§ **Entries drawn from a collection**
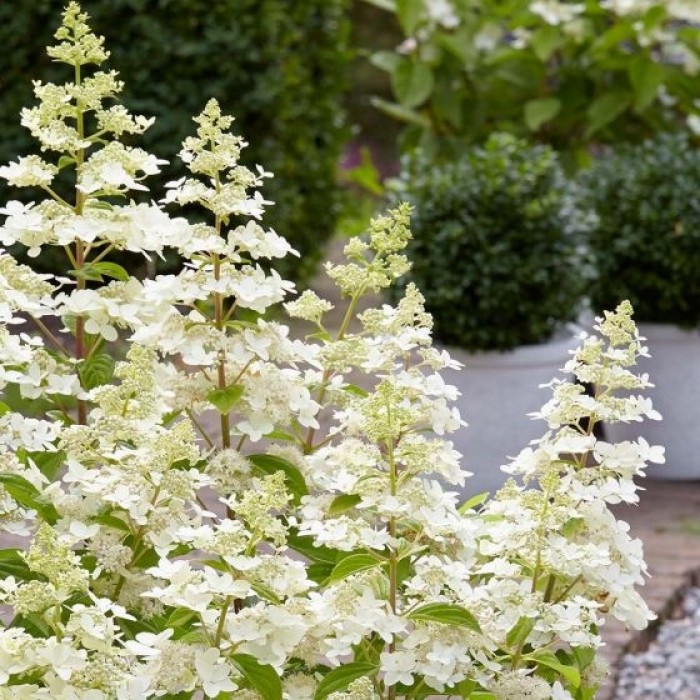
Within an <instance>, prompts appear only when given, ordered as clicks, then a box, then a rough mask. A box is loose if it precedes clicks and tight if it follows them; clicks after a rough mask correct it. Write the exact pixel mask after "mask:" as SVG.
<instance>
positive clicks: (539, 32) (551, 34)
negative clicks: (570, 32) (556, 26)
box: [530, 24, 566, 63]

§ **What this task involves**
Turn the rows above into a numbered list. Skip any blank lines and leave the pictures out.

§ **Written answer**
1. Within an <instance>, prompts appear only when given, ordered as clicks, then a box, then a rough mask. A box is loose if it precedes clicks and tight if it follows them; clicks after a rough mask correct it. Write the exact pixel mask after "mask:" as SVG.
2. <instance>
3. positive clicks: (539, 32) (551, 34)
4. negative clicks: (570, 32) (556, 26)
5. box: [530, 24, 566, 63]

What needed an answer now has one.